_STATED TASK A_. From the prize announcement, list the three things the composer says music has a mysterious ability to do.
_STATED TASK B_. According to the prize announcement, in what year will the winning composition premiere?
_STATED TASK C_. Repeat everything in the prize announcement from "The Center for" down to "upon its completion.".

_ARTICLE_.
******
2026 Prize Winner:

Choral Music

Welcome, Sweet Melody!

by Ethan Wickman

The Center for Latter-day Saint Arts is pleased to announce composer Ethan Wickman as the Ariel Bybee Endowment Prize Winner of 2026, which this year honors choral music.

The winning composition will be developed in collaboration with Dr. Brady Allred, artistic director and conductor of the Salt Lake Vocal Artists. It will premiere in 2027 by the distinguished choir upon its completion. 

In partnership with

From Silence to Renewal

Wickman’s winning proposal will give musical voice to Rumi’s luminous text “Welcome, Sweet Melody!” and express the poem’s themes of transformation and renewal. The composition traces an “arc of spiritual motion” from silence to renewal, beginning with shimmering piano textures that give way to layered choral entrances, as though music itself is stirring a quiet world back to life. 

Rumi’s writing captured Wickman’s imagination immediately. “Ultimately, this work is my attempt to honor music’s mysterious ability to awaken, elevate, and transform—not merely as sound, but as a living force that roots itself in the soul,” said the composer of the proposed work.
******
_SUPPLIED INFORMATION_.
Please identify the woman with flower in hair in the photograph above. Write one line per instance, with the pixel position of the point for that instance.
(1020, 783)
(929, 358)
******
_OUTPUT A_. awaken, elevate, transform

_OUTPUT B_. 2027

_OUTPUT C_.
The Center for Latter-day Saint Arts is pleased to announce composer Ethan Wickman as the Ariel Bybee Endowment Prize Winner of 2026, which this year honors choral music.

The winning composition will be developed in collaboration with Dr. Brady Allred, artistic director and conductor of the Salt Lake Vocal Artists. It will premiere in 2027 by the distinguished choir upon its completion.